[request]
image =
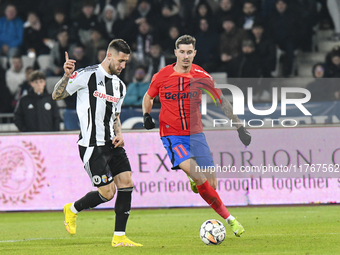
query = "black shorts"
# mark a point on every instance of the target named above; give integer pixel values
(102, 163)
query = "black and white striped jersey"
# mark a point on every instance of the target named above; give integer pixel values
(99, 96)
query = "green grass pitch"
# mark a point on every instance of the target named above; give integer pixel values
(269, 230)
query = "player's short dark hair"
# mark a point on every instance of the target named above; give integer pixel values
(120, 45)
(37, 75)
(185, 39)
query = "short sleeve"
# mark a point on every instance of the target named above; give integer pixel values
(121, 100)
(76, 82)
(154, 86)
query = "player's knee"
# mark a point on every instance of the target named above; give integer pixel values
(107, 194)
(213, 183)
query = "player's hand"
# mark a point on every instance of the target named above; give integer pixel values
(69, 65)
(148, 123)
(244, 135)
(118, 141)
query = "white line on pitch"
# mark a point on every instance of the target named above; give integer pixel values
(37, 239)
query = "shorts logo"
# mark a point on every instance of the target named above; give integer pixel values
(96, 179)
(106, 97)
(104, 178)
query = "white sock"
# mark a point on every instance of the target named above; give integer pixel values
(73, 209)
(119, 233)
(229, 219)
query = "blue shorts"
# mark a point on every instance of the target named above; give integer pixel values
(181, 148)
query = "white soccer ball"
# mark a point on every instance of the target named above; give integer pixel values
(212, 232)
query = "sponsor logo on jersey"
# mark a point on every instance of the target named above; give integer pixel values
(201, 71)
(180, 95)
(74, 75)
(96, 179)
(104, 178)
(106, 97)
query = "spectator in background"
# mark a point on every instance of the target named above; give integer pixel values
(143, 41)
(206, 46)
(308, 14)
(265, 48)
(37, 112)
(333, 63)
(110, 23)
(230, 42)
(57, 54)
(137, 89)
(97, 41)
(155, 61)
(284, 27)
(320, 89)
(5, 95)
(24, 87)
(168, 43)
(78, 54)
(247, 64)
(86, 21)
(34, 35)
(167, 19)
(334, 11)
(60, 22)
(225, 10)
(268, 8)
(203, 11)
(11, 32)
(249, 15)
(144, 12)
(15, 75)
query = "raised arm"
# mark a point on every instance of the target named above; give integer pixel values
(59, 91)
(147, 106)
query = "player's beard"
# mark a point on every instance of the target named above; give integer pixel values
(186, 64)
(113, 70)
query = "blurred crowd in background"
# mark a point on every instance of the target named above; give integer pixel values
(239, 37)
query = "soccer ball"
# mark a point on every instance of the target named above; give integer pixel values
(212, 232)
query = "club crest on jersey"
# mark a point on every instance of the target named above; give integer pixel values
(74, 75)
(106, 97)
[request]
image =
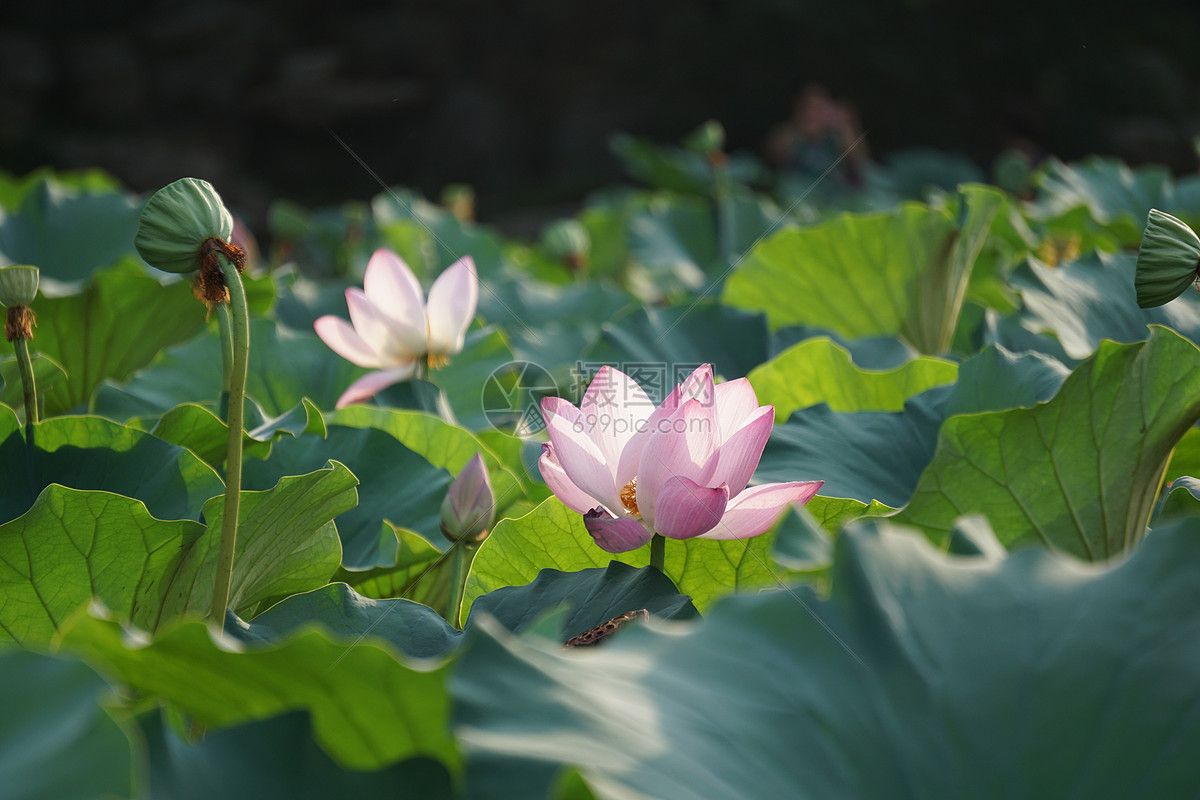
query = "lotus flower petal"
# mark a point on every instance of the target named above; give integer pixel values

> What you have to do
Please give the number of lines above that contain the string "background", and nothing more.

> Solution for this problem
2